**Goal**
Only the lines from the one with "indicate: pillow" onward are wanted, through the last line of the entries, set down exactly.

##### Records #####

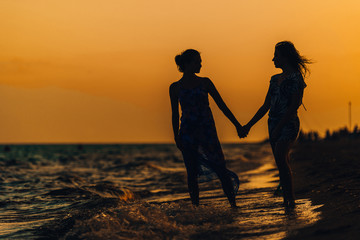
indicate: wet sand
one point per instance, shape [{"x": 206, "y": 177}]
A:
[{"x": 328, "y": 172}]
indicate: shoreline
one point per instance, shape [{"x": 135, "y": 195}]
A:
[{"x": 328, "y": 172}]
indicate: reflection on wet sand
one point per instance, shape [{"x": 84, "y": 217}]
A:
[{"x": 260, "y": 214}]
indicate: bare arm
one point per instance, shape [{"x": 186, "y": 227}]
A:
[
  {"x": 221, "y": 104},
  {"x": 260, "y": 113},
  {"x": 174, "y": 110}
]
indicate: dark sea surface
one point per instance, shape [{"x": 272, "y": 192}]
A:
[{"x": 138, "y": 192}]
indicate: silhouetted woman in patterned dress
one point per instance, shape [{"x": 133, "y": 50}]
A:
[
  {"x": 283, "y": 99},
  {"x": 197, "y": 137}
]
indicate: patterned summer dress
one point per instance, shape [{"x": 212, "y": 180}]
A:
[
  {"x": 280, "y": 101},
  {"x": 198, "y": 133}
]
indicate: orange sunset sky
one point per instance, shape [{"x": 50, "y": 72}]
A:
[{"x": 99, "y": 71}]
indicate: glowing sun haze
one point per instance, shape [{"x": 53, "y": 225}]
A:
[{"x": 99, "y": 71}]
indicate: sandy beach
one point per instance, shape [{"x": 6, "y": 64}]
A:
[{"x": 328, "y": 173}]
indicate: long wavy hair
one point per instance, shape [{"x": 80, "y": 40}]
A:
[{"x": 288, "y": 50}]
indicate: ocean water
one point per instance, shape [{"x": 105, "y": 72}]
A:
[{"x": 138, "y": 192}]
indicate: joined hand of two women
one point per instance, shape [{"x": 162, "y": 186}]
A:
[{"x": 243, "y": 131}]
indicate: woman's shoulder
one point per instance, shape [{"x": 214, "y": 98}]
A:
[
  {"x": 297, "y": 79},
  {"x": 174, "y": 86},
  {"x": 274, "y": 77}
]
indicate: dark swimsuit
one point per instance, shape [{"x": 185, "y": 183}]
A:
[{"x": 280, "y": 101}]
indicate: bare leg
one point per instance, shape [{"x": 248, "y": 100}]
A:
[
  {"x": 226, "y": 183},
  {"x": 190, "y": 159},
  {"x": 281, "y": 154}
]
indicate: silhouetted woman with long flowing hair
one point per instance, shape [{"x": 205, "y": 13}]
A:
[
  {"x": 197, "y": 137},
  {"x": 283, "y": 99}
]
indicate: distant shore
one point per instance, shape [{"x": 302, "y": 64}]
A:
[{"x": 328, "y": 172}]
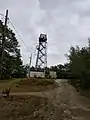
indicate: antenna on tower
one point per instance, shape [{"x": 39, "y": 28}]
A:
[{"x": 41, "y": 61}]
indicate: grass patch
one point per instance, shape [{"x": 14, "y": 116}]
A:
[
  {"x": 29, "y": 85},
  {"x": 24, "y": 108}
]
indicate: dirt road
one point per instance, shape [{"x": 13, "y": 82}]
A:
[{"x": 69, "y": 105}]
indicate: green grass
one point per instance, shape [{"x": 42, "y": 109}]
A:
[{"x": 28, "y": 85}]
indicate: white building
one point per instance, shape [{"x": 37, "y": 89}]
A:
[
  {"x": 37, "y": 74},
  {"x": 52, "y": 74}
]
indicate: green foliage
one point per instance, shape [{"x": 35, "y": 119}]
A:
[
  {"x": 80, "y": 66},
  {"x": 12, "y": 63}
]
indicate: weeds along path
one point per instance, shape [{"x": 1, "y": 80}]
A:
[{"x": 68, "y": 104}]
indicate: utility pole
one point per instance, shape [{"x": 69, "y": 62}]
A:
[
  {"x": 30, "y": 65},
  {"x": 3, "y": 44}
]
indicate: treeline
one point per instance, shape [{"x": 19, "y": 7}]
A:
[
  {"x": 78, "y": 68},
  {"x": 11, "y": 65}
]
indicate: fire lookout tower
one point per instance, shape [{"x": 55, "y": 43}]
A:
[{"x": 41, "y": 61}]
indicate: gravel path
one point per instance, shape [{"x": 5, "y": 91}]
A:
[{"x": 68, "y": 104}]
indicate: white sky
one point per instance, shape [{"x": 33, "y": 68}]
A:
[{"x": 66, "y": 22}]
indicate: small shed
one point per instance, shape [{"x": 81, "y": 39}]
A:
[
  {"x": 37, "y": 74},
  {"x": 53, "y": 74}
]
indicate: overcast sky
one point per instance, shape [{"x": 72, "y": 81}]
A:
[{"x": 66, "y": 22}]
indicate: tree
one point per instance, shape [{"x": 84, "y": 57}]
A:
[
  {"x": 80, "y": 65},
  {"x": 12, "y": 59}
]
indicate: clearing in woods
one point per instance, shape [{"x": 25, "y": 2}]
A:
[{"x": 61, "y": 103}]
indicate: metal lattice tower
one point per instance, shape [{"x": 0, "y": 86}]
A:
[{"x": 41, "y": 61}]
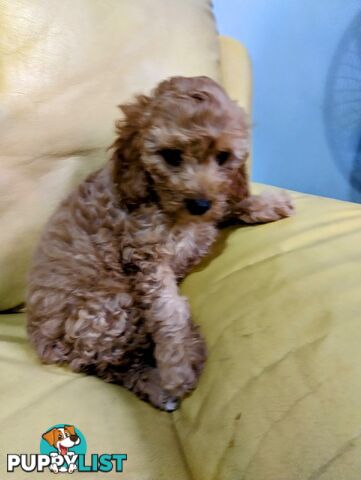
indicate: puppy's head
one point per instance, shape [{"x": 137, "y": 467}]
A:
[{"x": 186, "y": 144}]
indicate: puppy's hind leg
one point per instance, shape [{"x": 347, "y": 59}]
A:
[{"x": 144, "y": 381}]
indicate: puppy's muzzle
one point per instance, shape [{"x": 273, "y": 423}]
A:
[{"x": 197, "y": 206}]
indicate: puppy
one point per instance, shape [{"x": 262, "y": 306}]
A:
[{"x": 103, "y": 295}]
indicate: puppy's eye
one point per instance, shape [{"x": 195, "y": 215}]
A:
[
  {"x": 222, "y": 157},
  {"x": 172, "y": 156}
]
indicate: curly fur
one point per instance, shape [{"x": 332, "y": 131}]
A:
[{"x": 103, "y": 295}]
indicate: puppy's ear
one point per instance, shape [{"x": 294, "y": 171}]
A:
[
  {"x": 128, "y": 171},
  {"x": 50, "y": 436}
]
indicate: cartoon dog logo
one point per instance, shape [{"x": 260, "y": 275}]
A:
[{"x": 62, "y": 439}]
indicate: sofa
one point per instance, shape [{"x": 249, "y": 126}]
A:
[{"x": 279, "y": 304}]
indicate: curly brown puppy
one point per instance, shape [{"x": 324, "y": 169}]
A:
[{"x": 103, "y": 293}]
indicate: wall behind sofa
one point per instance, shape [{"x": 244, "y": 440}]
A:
[{"x": 306, "y": 59}]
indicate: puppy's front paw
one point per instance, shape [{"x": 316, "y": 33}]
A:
[
  {"x": 180, "y": 375},
  {"x": 267, "y": 207}
]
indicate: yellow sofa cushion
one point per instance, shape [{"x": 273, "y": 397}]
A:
[
  {"x": 64, "y": 66},
  {"x": 280, "y": 397}
]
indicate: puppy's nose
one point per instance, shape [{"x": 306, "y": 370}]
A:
[{"x": 198, "y": 206}]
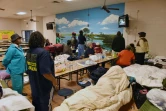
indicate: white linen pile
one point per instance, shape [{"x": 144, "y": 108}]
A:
[
  {"x": 158, "y": 98},
  {"x": 109, "y": 94},
  {"x": 61, "y": 58},
  {"x": 146, "y": 75},
  {"x": 12, "y": 101}
]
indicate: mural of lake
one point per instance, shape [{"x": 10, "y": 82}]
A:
[{"x": 98, "y": 25}]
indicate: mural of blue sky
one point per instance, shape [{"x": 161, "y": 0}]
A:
[
  {"x": 102, "y": 25},
  {"x": 98, "y": 20}
]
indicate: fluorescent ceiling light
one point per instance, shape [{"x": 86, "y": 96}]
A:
[
  {"x": 69, "y": 0},
  {"x": 21, "y": 13}
]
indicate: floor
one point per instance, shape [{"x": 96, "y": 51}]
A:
[{"x": 57, "y": 100}]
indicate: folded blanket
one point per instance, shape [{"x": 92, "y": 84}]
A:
[
  {"x": 109, "y": 94},
  {"x": 158, "y": 98},
  {"x": 146, "y": 75}
]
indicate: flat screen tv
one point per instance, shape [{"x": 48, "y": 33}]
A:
[
  {"x": 123, "y": 21},
  {"x": 49, "y": 26}
]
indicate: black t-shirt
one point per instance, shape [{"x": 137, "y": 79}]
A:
[
  {"x": 89, "y": 51},
  {"x": 39, "y": 62},
  {"x": 118, "y": 44}
]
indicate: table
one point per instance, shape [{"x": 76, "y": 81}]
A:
[{"x": 78, "y": 67}]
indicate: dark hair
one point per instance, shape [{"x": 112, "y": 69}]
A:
[
  {"x": 81, "y": 32},
  {"x": 69, "y": 42},
  {"x": 57, "y": 34},
  {"x": 132, "y": 45},
  {"x": 36, "y": 40},
  {"x": 119, "y": 33}
]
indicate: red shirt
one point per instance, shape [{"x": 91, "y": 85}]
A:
[{"x": 125, "y": 58}]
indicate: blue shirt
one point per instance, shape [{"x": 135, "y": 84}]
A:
[
  {"x": 14, "y": 60},
  {"x": 39, "y": 62}
]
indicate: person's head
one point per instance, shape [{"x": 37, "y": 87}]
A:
[
  {"x": 47, "y": 41},
  {"x": 73, "y": 34},
  {"x": 89, "y": 44},
  {"x": 69, "y": 42},
  {"x": 142, "y": 34},
  {"x": 16, "y": 39},
  {"x": 81, "y": 32},
  {"x": 36, "y": 40},
  {"x": 128, "y": 47},
  {"x": 132, "y": 45},
  {"x": 119, "y": 33},
  {"x": 57, "y": 34}
]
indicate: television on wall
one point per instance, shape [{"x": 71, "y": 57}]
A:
[
  {"x": 49, "y": 26},
  {"x": 123, "y": 21}
]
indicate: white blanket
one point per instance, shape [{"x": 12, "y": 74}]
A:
[
  {"x": 154, "y": 96},
  {"x": 12, "y": 101},
  {"x": 146, "y": 75},
  {"x": 109, "y": 94}
]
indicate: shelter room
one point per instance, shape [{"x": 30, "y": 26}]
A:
[{"x": 82, "y": 55}]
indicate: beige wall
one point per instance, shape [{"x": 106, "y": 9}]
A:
[
  {"x": 49, "y": 34},
  {"x": 151, "y": 19},
  {"x": 10, "y": 24},
  {"x": 27, "y": 25},
  {"x": 39, "y": 25}
]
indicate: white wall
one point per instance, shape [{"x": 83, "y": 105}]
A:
[
  {"x": 10, "y": 24},
  {"x": 151, "y": 19},
  {"x": 49, "y": 34}
]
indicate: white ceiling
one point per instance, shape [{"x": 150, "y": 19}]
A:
[{"x": 46, "y": 7}]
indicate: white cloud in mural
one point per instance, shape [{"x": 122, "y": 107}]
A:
[
  {"x": 110, "y": 19},
  {"x": 61, "y": 21},
  {"x": 64, "y": 27},
  {"x": 84, "y": 27},
  {"x": 77, "y": 22},
  {"x": 105, "y": 28}
]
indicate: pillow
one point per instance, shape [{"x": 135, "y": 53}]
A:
[{"x": 4, "y": 74}]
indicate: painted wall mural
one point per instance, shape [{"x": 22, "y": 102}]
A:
[{"x": 98, "y": 25}]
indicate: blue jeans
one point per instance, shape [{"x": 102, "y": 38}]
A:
[
  {"x": 81, "y": 50},
  {"x": 17, "y": 82}
]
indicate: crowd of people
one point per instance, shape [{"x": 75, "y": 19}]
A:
[{"x": 39, "y": 65}]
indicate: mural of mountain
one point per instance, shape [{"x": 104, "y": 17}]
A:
[{"x": 98, "y": 25}]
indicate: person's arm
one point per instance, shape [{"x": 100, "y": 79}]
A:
[
  {"x": 8, "y": 57},
  {"x": 45, "y": 67}
]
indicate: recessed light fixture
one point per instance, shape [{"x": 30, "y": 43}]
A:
[{"x": 21, "y": 13}]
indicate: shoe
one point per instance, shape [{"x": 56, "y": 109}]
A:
[{"x": 24, "y": 94}]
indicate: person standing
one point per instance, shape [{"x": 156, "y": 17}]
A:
[
  {"x": 15, "y": 63},
  {"x": 58, "y": 39},
  {"x": 118, "y": 43},
  {"x": 81, "y": 44},
  {"x": 141, "y": 48},
  {"x": 41, "y": 73},
  {"x": 74, "y": 41},
  {"x": 89, "y": 51},
  {"x": 126, "y": 57}
]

#####

**The result**
indicate: pillow
one point per instance, shape [{"x": 135, "y": 53}]
A:
[{"x": 4, "y": 74}]
indicate: painted wall mural
one point per instance, shape [{"x": 22, "y": 102}]
A:
[{"x": 98, "y": 25}]
indicate: blue jeans
one point per instance, shape [{"x": 102, "y": 38}]
A:
[
  {"x": 81, "y": 50},
  {"x": 17, "y": 82}
]
indicate: crowd of people
one point per instance, shape [{"x": 75, "y": 19}]
A:
[{"x": 39, "y": 65}]
indicate: mural of mountain
one point per instance, shape [{"x": 104, "y": 17}]
A:
[{"x": 98, "y": 25}]
indicate: person's arm
one point per instance, shape [{"x": 100, "y": 79}]
A:
[
  {"x": 8, "y": 57},
  {"x": 45, "y": 67}
]
indicate: recessed light fixture
one point per instance, shape [{"x": 30, "y": 43}]
A:
[{"x": 21, "y": 13}]
indicate: shoe
one point per instance, shape [{"x": 56, "y": 109}]
A:
[{"x": 24, "y": 94}]
indicate: person standing
one point per instance, shape [{"x": 156, "y": 17}]
A:
[
  {"x": 15, "y": 63},
  {"x": 58, "y": 39},
  {"x": 118, "y": 43},
  {"x": 81, "y": 44},
  {"x": 141, "y": 48},
  {"x": 41, "y": 73},
  {"x": 74, "y": 41},
  {"x": 89, "y": 51},
  {"x": 126, "y": 57}
]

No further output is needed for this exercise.